## Source extract
I have a few thousand PDFs that I need merged based on filename.
Named like:
Lastname, Firstname_12345.pdf
Instead of overwriting or appending, our software appends a number/datetime to the pdf if there are additional pages like:
Lastname, Firstname_12345_201305160953344627.pdf
For all the ones that don't have a second (or third) pdf the script doesn't need to touch. But, for all the ones that have multiples, they need to be merged into a new file *_merged.pdf
? and the originals deleted.
I gave this my best effort and this is what I have so far.
#! /bin/bash
# list all pdfs to show shortest name first
LIST=$(ls -r *.pdf)
for x in "$LIST"
# Remove .pdf extension. merge pdfs. delete originals.
do
y=${x%%.*}
pdftk "$y"*.pdf cat output "$y"_merged.pdf
find "$y"*.pdf -type f ! -iname "*_merged.pdf" -delete
done
This script works to a certain extent. It will merge and delete the originals, but it doesn't have anything in it to skip ones that don't need anything appended to them, and when I run it in a folder with several test files it stops after one file. Can anyone point me in the right direction?
Since your file names contain spaces the for loop won't work as is.
Once you have a list of file names, a test on the number of files matching y*.pdf
to determine if you need to merge the pdfs.
#!/bin/bash
LIST=( * )
# Remove .pdf extension. merge pdfs. delete originals.
for x in "${LIST[@]}" ; do
y=${x%%.pdf}
if [ $(ls "$y"*.pdf 2>/dev/null | wc -l ) -gt 1 ]; then
pdftk "$y"*.pdf cat output "$y"_merged.pdf
find "$y"*.pdf -type f ! -iname "*_merged.pdf" -delete
fi
done

## Directive
Repeat the passage of the PDF-merging thread that begins at "I have a few" and stops after "have so far.", updating "software" to "program" throughout.

## Dataset content
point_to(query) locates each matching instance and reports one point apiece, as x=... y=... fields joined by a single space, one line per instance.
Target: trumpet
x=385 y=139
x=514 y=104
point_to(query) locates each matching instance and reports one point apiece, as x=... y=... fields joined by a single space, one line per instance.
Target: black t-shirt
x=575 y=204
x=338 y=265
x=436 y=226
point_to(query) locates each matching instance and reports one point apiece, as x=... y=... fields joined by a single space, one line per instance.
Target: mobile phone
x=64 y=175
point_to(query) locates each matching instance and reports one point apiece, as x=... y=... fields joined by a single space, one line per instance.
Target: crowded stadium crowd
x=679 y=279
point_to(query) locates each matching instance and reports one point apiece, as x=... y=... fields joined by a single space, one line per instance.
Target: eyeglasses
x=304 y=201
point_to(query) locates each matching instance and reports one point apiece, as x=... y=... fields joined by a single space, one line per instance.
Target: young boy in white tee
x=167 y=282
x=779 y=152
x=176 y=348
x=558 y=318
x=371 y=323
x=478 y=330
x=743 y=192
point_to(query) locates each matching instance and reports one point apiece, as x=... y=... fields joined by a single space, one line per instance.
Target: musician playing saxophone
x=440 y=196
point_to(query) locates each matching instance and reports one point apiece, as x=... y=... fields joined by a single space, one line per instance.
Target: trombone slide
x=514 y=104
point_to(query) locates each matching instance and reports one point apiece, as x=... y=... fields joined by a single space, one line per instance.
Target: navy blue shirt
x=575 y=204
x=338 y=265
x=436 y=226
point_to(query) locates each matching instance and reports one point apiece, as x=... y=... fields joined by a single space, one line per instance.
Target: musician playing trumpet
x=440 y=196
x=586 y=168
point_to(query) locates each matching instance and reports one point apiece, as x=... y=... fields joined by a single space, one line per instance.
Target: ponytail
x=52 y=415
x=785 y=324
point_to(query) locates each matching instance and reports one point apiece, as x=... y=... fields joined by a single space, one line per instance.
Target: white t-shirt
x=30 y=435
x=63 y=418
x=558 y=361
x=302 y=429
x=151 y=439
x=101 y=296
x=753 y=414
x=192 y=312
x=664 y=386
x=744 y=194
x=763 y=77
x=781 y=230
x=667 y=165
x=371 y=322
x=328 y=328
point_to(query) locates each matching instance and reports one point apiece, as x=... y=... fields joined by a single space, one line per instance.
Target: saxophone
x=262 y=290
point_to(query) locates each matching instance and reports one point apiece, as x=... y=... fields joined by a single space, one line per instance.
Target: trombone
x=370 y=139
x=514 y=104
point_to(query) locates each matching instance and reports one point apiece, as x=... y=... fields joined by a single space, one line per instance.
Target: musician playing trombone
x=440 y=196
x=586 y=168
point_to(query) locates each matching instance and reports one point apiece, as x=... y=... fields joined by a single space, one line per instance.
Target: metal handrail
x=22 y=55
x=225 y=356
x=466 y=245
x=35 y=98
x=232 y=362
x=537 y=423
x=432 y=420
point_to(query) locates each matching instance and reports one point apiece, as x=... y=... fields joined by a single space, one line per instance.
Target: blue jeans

## Exercise response
I have a few thousand PDFs that I need merged based on filename.
Named like:
Lastname, Firstname_12345.pdf
Instead of overwriting or appending, our program appends a number/datetime to the pdf if there are additional pages like:
Lastname, Firstname_12345_201305160953344627.pdf
For all the ones that don't have a second (or third) pdf the script doesn't need to touch. But, for all the ones that have multiples, they need to be merged into a new file *_merged.pdf
? and the originals deleted.
I gave this my best effort and this is what I have so far.